Texto extraído:
________________________________________

De Sunset Boulevard a Feud, la decadencia de las estrellas de Hollywood siempre fue una fascinante fuente de inspiración de historias, un potente caldo en el que pueden mezclarse morbo, glamour, nostalgia, épica. Como último amante conocido de la actriz Gloria Grahame, el aspirante a actor Peter Turner conoció ese material de primera mano y lo volcó en el libro autobiográfico en el que se basa Las estrellas de cine nunca mueren, que cuenta el romance y los últimos días de la alguna vez célebre dama.
Grahame tuvo su década de lustre entre mediados de los ’40 y de los ’50, un lapso en el que actuó en ¡Qué bello es vivir!, Encrucijada de odios o El espectáculo más grande del mundo, entre otras, y ganó el Oscar a mejor actriz de reparto por Cautivos del mal. El declive de su carrera coincidió con su protagonismo en las páginas de chimentos a raíz de su matrimonio -el cuarto- con Anthony Ray, hijo de su segundo marido, Nicholas Ray, y trece años menor que ella.
En la película, todo eso es una anécdota mencionada al pasar: la historia transcurre en 1981 (cuando la actriz, ya enferma, busca contención en la casa materna de su ex amante inglés) con flashbacks que se remontan a unos años antes, a fines de los ’70, para mostrar el amorío con Turner desde el nacimiento hasta el final. Annette Bening se carga la película al hombro con su interpretación de una Grahame de cincuentilargos, vital, luchadora, sin melancolía por su fama perdida. Y está bien acompañada por Jamie Bell (que hace casi veinte años fue Billy Elliot) como Turner.
Como en la vida de Grahame, los mejores momentos de Las estrellas de cine nunca mueren ocurren en el pasado, cuando la relación amorosa entre la cincuentona y el veinteañero Turner florece en escenarios hollywoodenses, de una artificialidad fantasiosa, como si fueran parte de una de las viejas películas de ella. Pero en el “presente”, cuando el cáncer mete la cola, todo se transforma en un melodrama lacrimógeno que apenas disimula la intención de hacernos salir del cine moqueando.

________________________________________

Material proporcionado:
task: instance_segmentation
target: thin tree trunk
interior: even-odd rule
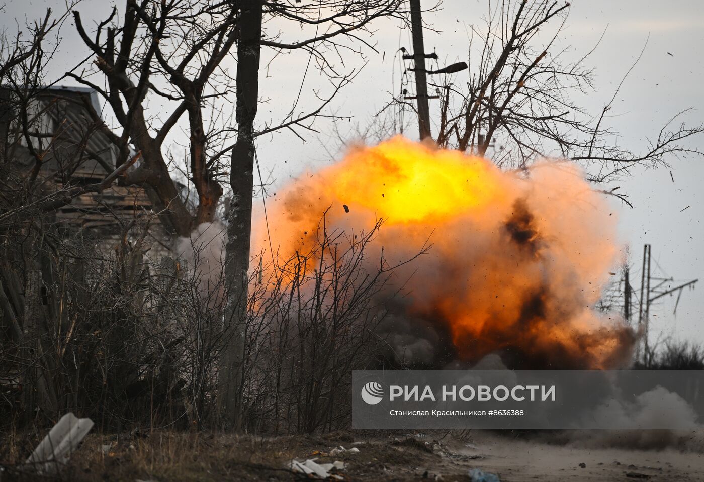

________________________________________

Tareas:
a) Enumera todas las películas en las que, según la reseña, actuó Gloria Grahame.
b) Reproduce tal cual el fragmento de la reseña que va desde "De Sunset Boulevard" hasta "vez célebre dama.", ambos incluidos.

Respuestas:
a) ¡Qué bello es vivir!, Encrucijada de odios, El espectáculo más grande del mundo, Cautivos del mal

b)
De Sunset Boulevard a Feud, la decadencia de las estrellas de Hollywood siempre fue una fascinante fuente de inspiración de historias, un potente caldo en el que pueden mezclarse morbo, glamour, nostalgia, épica. Como último amante conocido de la actriz Gloria Grahame, el aspirante a actor Peter Turner conoció ese material de primera mano y lo volcó en el libro autobiográfico en el que se basa Las estrellas de cine nunca mueren, que cuenta el romance y los últimos días de la alguna vez célebre dama.